____ DATA ROWS

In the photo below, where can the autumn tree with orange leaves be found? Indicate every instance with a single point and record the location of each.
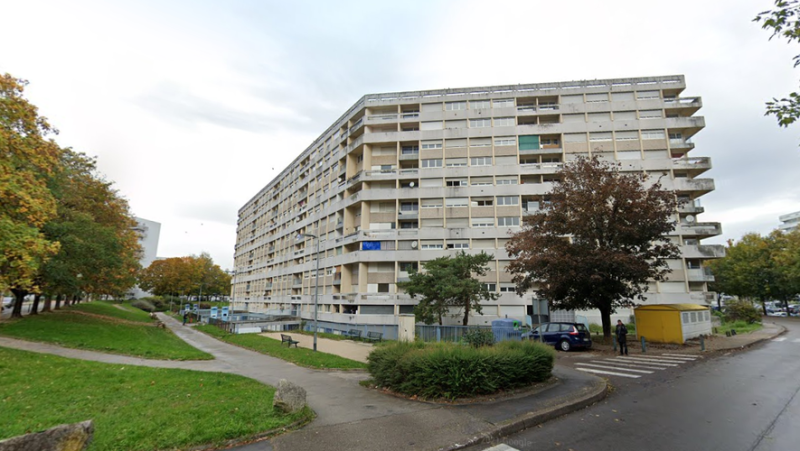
(600, 242)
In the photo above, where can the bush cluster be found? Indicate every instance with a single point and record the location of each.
(741, 311)
(451, 371)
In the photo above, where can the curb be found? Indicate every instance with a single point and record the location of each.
(597, 392)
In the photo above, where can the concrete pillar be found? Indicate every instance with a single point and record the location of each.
(405, 327)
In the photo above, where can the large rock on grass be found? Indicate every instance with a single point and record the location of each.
(288, 397)
(64, 437)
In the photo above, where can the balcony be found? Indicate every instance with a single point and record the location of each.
(699, 275)
(703, 186)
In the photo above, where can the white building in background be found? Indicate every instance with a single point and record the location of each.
(789, 222)
(403, 178)
(149, 232)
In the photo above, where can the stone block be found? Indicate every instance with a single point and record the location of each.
(288, 397)
(64, 437)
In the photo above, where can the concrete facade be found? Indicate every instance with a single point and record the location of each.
(402, 178)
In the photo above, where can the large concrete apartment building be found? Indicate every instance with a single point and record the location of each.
(402, 178)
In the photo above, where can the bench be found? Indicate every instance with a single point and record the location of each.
(354, 333)
(288, 340)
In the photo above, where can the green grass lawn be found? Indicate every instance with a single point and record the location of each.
(133, 408)
(741, 327)
(300, 356)
(92, 333)
(120, 311)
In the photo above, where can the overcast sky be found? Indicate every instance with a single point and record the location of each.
(193, 106)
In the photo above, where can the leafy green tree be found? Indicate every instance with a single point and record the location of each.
(600, 243)
(27, 159)
(447, 283)
(760, 268)
(783, 22)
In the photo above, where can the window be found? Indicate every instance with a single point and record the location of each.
(427, 145)
(431, 245)
(509, 221)
(456, 202)
(507, 200)
(456, 162)
(653, 134)
(597, 98)
(630, 135)
(600, 136)
(480, 181)
(432, 163)
(650, 114)
(505, 141)
(434, 125)
(642, 95)
(482, 202)
(482, 222)
(502, 103)
(528, 142)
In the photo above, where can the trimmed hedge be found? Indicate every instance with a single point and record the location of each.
(451, 371)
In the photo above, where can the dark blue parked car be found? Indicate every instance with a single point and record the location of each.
(563, 336)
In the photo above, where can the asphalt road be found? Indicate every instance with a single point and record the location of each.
(742, 400)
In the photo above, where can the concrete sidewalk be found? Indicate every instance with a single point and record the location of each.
(350, 416)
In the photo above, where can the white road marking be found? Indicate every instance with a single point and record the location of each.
(589, 370)
(501, 447)
(630, 364)
(683, 356)
(650, 361)
(615, 368)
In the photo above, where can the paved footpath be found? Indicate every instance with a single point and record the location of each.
(350, 416)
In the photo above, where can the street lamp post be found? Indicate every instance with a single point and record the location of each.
(316, 286)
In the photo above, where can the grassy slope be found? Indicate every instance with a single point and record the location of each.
(301, 356)
(134, 408)
(120, 311)
(85, 332)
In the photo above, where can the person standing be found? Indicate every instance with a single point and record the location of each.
(622, 338)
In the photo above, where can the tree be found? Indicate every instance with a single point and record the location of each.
(599, 244)
(760, 268)
(27, 159)
(784, 22)
(449, 282)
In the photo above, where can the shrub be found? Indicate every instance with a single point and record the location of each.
(143, 304)
(448, 370)
(741, 311)
(478, 337)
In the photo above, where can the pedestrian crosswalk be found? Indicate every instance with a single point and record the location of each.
(634, 367)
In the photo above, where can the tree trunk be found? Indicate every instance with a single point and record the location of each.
(19, 297)
(605, 316)
(35, 308)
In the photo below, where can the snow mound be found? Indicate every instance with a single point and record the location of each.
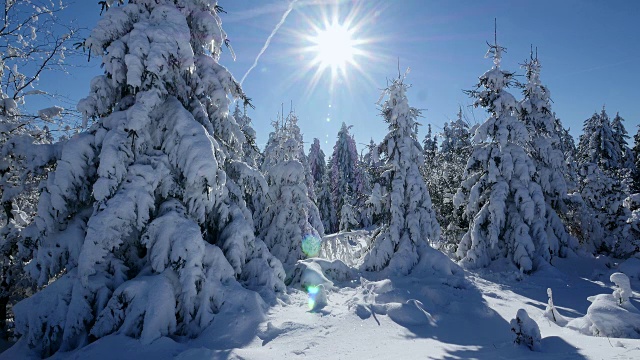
(526, 330)
(315, 272)
(317, 297)
(623, 290)
(410, 313)
(605, 317)
(611, 315)
(552, 313)
(631, 267)
(349, 247)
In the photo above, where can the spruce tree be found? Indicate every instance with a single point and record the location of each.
(290, 224)
(408, 221)
(143, 226)
(320, 175)
(545, 149)
(445, 178)
(635, 187)
(345, 179)
(504, 205)
(603, 185)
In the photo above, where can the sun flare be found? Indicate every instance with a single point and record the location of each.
(334, 47)
(337, 47)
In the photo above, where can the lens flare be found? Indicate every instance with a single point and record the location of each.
(310, 245)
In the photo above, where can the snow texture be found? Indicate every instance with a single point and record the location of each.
(526, 331)
(409, 220)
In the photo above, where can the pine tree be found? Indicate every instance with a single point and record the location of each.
(635, 187)
(430, 145)
(502, 202)
(147, 204)
(320, 175)
(603, 185)
(620, 135)
(252, 155)
(597, 144)
(290, 225)
(345, 179)
(545, 149)
(408, 220)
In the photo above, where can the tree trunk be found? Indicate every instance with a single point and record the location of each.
(4, 301)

________

_OBJECTIVE_
Copy the lines above word for word, leaving out the pictures.

_OUTPUT BELOW_
In the photo below, where can the autumn tree with orange leaves be found? Indicate every instance with a single point and record the location of each.
(600, 242)
In the photo above, where can the bush cluster be found? Indicate every instance with a single point and record the location of each.
(741, 311)
(451, 371)
In the photo above, where can the curb be found? Indicate every instance with a single point and record the location of each.
(597, 392)
In the photo above, where can the concrete pillar be found? Indicate every instance with a single point and record the location of each.
(405, 327)
In the photo above, where can the large rock on grass be found? Indicate every instance with a single point and record the location of each.
(288, 397)
(64, 437)
In the photo above, where can the balcony be found? Indicate every instance with a single point and record the location of each.
(699, 275)
(703, 186)
In the photo above, where can the white building in background be found? Indicate every instance with a single point and record the location of each.
(789, 222)
(403, 178)
(149, 232)
In the photo above, where can the stone block be found? Indicate every instance with a single point and record the location of each.
(288, 397)
(64, 437)
In the photo above, where can the concrete facade be found? Indicate every instance with a single point and record the location of each.
(402, 178)
In the photo above, where can the large concrete apartment building be found? Indicate every instance with a single point and record the location of each.
(402, 178)
In the photo above, where can the bench be found? Indicate every instance with a single point and record the location of each.
(354, 333)
(288, 340)
In the photo above, where can the green grass lawn be found? Indicate every instance with a single point and record the location of each.
(133, 408)
(741, 327)
(300, 356)
(92, 333)
(120, 311)
In the photo above, where can the overcast sky be found? Indicate every instance with a single point and record the location of each.
(193, 106)
In the photo above, where can the leafy green tree be found? Indicate every instance with a single point and record the location of each.
(600, 243)
(27, 159)
(447, 283)
(760, 268)
(783, 22)
In the photo above, where can the window be found? Indicate every instance with a single point and record the location of each.
(427, 145)
(431, 245)
(509, 221)
(456, 202)
(507, 200)
(456, 162)
(653, 134)
(597, 98)
(630, 135)
(600, 136)
(480, 181)
(432, 163)
(650, 114)
(505, 141)
(434, 125)
(642, 95)
(482, 202)
(482, 222)
(502, 103)
(528, 142)
In the photo above, where can the trimmed hedge be found? Indicate every instance with a single point and record the location of each.
(451, 371)
In the photo above, where can the dark blue parked car be found? Indicate every instance with a single point and record the location of each.
(563, 336)
In the photo above, where can the asphalt road be found? Indicate every instance with a single point and record the location of each.
(742, 400)
In the photo above, where can the concrete sidewalk be found? Indicate every instance with a single point and record the location of each.
(350, 416)
In the photo above, where can the white road marking be found? Indicate every instance with a single point and record the location of each.
(589, 370)
(501, 447)
(630, 364)
(683, 356)
(650, 361)
(615, 368)
In the photo above, where can the paved footpath be found? Indicate every instance with a single point and record the location of each.
(350, 416)
In the photo above, where can the street lamp post be found? Indicate every instance with a single point and record the location of each.
(316, 286)
In the photo above, where can the grassy slope be found? Indicate every instance with a single point and record the location of each.
(301, 356)
(134, 408)
(120, 311)
(85, 332)
In the photo above, where can the person standing be found? Indicate every instance with a single point and record the location of each.
(622, 338)
In the photo above, where can the tree be found? Indicate every instance with a single point and record the location of each.
(599, 244)
(760, 268)
(27, 159)
(784, 22)
(449, 282)
In the photo above, where can the shrub be found? Indicate every instance with a single point and record the location of each.
(143, 304)
(448, 370)
(741, 311)
(478, 337)
In the photo above, where can the pedestrian crosswalk be found? Indicate every instance with a single point and record the location of each.
(634, 367)
In the photo above, where can the tree trunk be found? Indicate every instance with a single point and record the location of each.
(19, 297)
(605, 316)
(35, 308)
In the photo below, where can the snow mound be found? Indicate every instance with a single point and record the location of each.
(526, 330)
(315, 272)
(317, 297)
(623, 290)
(410, 313)
(605, 317)
(611, 315)
(552, 313)
(631, 267)
(349, 247)
In the photo above, where can the spruce tree be found? Indicate every instance with a single point and record the location of each.
(290, 224)
(408, 221)
(143, 226)
(320, 175)
(545, 149)
(445, 178)
(635, 187)
(345, 179)
(504, 205)
(603, 185)
In the photo above, where can the sun flare be found? Indicate every instance with a single point and record the location of each.
(334, 47)
(337, 47)
In the photo above, where can the lens flare be found? Indicate every instance with a single point and record the location of each.
(310, 245)
In the photo above, where can the snow texture be found? Indicate every instance with a single point and record the location of each.
(526, 331)
(409, 220)
In the photo above, where can the pine tree be found? Indicate every instance with a single point and record the location of each.
(635, 187)
(430, 145)
(502, 202)
(147, 204)
(320, 175)
(603, 185)
(620, 135)
(252, 155)
(597, 144)
(290, 225)
(345, 179)
(545, 149)
(408, 220)
In the photo above, where can the tree trunk be found? Indicate every instance with a single point and record the location of each.
(4, 301)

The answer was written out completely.